--- Page extract ---
— START —

Kerala High Court
Quilon Dist. Private Bus Operators ... vs State Of Kerala And Ors. on 20 March, 1995
Equivalent citations: AIR1996KER104, AIR 1996 KERALA 104
ORDER V.V. Kamat, J.
1. Motor Vehicles Act (59/88) as compared to the old Act of 1939 is not only liberalised but also is people oriented in the matter of grant of permits. This has been focussed by the Supreme Court, so much so that it is observed in various context that an intended operator can get a permit for asking irrespective of the number of operators already in the field. Objections and the provisions to impose limit on the number of permits have been taken away, because there is no similar provision to that of Sections 47 and 57 under the new Act. The Supreme Court has also examined the statement of objects and reasons of the Act 59/88 to highlight of the purpose of bringing in the Act of 1988 was to liberalise the grant of permits. It is made clear that there is no threat of any kind whatsoever from any authority and in fact more operators are accepted. It is observed that more operators mean healthy competition and efficient transport system.
2. Various aspects have been laid around that overcrowded buses, passengers standing in the aisle, persons clinging to the bus-doors and even sitting on the roof-top are some of the Common sights and as a result thereof more often one finds a bus which has noisy engine, old upholstry, unconfortably seats and continuous emission of black smoke from the exhaust pipe. Taking all these aspects into consideration it is thought necessary that there should be plenty of operators on every route to provide ample choice to the commuter-public to board the vehicle of their choice and patronise the operator who is providing the best service. The Supreme Court has also visualised restricted licensing under the hands of few persons thereby giving rise to a kind of monopoly, adversely affecting the public interest and it is said that too many operators on a route are not likely to affect adversely the interest of weaker section of the profession because the transport business is bound to be ironed out ultimately by the rationale of demand and supply. In the process only such number of vehicles would finally remain in operation on a particular route as are economically viable. The public oriented approach is also emphasized by stating that in any case the transport system in a State is meant for the benefit and convenience of the public. The wisdom of the Parliament has been highlighted in completely effacing the stringent features in the earlier Act.

— END —

--- Problem 1 ---
Tally the lines in the records below that contain the word "standing", with case counting, and give only that number.
--- Problem 2 ---
Please carry on the bus permit order above from the point where it stops.

--- Data ---
— START —

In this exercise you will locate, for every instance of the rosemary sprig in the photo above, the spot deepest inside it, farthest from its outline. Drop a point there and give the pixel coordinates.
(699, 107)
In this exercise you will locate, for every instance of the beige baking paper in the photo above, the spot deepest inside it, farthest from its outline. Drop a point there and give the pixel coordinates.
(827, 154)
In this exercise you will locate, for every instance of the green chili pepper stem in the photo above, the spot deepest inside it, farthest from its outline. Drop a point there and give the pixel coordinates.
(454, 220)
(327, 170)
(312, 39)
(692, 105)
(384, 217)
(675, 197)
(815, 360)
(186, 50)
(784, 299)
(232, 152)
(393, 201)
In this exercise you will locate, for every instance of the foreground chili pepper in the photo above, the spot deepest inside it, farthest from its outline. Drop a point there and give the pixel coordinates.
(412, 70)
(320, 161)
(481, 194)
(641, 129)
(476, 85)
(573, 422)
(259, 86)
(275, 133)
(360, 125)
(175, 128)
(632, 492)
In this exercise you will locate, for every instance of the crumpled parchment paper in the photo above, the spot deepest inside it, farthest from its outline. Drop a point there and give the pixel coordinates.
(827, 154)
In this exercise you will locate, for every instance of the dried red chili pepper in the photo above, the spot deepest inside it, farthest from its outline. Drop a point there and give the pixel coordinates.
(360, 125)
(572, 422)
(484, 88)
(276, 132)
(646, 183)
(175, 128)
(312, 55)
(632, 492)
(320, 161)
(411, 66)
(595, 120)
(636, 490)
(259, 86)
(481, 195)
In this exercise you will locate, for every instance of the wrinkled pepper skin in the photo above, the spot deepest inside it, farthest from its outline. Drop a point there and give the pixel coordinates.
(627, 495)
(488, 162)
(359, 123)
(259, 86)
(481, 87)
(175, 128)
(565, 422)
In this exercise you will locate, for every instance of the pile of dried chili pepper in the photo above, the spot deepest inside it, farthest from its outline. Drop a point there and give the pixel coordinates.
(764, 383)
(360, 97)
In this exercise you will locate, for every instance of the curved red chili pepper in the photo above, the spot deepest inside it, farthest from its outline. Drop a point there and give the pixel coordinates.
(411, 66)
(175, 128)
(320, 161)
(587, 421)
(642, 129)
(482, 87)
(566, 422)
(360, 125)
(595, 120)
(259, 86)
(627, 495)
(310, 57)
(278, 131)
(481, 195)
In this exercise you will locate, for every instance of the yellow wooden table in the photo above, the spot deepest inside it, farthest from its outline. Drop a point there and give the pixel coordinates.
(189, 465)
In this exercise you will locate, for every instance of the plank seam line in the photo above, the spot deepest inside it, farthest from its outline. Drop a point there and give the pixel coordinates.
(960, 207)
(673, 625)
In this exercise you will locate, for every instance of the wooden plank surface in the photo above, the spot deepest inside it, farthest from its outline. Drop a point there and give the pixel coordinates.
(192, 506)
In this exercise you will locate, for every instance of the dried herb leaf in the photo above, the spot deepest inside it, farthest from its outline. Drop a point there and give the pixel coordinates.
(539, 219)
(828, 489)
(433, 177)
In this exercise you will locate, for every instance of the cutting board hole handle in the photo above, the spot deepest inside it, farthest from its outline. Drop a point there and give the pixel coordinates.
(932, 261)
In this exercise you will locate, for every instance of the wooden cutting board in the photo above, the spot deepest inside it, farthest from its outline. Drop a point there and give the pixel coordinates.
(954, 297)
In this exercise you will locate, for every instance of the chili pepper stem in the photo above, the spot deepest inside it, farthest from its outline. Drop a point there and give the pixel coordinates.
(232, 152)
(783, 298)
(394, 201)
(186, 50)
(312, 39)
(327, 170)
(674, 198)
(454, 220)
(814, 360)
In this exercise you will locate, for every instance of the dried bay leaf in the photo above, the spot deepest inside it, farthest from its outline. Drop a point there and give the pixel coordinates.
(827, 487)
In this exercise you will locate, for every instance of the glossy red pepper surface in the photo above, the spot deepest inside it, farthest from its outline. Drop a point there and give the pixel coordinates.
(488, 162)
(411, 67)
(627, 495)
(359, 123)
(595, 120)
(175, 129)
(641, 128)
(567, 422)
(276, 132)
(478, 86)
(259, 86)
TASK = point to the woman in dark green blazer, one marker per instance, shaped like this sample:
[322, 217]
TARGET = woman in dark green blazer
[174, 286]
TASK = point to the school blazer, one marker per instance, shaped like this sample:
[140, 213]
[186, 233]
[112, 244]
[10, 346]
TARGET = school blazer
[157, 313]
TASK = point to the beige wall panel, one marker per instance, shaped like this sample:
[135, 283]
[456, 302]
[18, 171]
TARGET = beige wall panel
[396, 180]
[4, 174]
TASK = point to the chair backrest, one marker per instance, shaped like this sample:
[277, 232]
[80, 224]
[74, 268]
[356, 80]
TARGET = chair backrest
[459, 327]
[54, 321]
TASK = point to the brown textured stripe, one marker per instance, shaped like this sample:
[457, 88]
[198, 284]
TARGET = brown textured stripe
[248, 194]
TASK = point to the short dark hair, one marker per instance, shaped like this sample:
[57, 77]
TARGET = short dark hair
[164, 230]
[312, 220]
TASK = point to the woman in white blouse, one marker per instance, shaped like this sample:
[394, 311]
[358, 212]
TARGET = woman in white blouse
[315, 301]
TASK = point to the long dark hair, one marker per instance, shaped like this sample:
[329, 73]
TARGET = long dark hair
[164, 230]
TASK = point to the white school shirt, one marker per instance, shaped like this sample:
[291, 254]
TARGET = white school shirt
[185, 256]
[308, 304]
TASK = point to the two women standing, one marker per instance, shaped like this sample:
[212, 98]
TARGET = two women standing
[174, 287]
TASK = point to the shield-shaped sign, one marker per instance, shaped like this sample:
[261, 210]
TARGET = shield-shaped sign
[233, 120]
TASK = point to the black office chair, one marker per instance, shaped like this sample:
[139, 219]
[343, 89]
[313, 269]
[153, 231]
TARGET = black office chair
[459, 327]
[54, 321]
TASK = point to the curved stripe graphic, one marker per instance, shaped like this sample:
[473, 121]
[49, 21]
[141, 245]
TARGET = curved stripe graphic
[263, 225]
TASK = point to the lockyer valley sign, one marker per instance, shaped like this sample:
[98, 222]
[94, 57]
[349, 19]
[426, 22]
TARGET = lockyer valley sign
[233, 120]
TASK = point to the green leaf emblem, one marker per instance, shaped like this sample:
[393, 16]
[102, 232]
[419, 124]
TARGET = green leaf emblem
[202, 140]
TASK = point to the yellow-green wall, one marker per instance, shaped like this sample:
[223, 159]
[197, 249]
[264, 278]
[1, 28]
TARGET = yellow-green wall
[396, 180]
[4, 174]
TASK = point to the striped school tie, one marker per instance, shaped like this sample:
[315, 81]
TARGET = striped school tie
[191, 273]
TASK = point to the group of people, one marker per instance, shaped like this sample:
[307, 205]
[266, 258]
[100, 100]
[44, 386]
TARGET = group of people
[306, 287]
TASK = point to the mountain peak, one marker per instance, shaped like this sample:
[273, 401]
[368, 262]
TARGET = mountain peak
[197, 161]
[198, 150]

— END —

--- Task response 1 ---
2

--- Task response 2 ---
3. At the same time matters which are supposed to be within the apprehension of the transport authorities have also been specified as regards the discretion to take into consideration the conditions of roads, social status of the applicants, possibility of small operators being eliminated by big operators, conditions of hilly routes, fuel availability and pollution control and in the context it is stated that there is no dispute that the Regional Transport Authority has the power under the Act to refuse an application for grant of permit by giving reasons and, therefore, it is ultimately for the authority to take into consideration all the relevant factors at the time of consideration of the applications for grant of permits. A confidence is reposed by stating that the statutory authorities under the Act are bound to keep a watch on the erroneous and illegal exercise of power in granting permits under the liberalised policy.
4. There is yet another aspect with regard to the domain of the existing operators, and their right in regard to the grant of permit either to another operators or to new entrants and in this context also this Court, making it clear that the right of the existing operators to file objections and the provision to impose limit on the number of permits have been taken away. This Court has infact carried forward the torch light in Mithilesh Garg's case (AIR 1992 SC 443) observing that the existing operators have no right against the grant of permit to a new operator in accordance with the provisions of the new Act, 1988.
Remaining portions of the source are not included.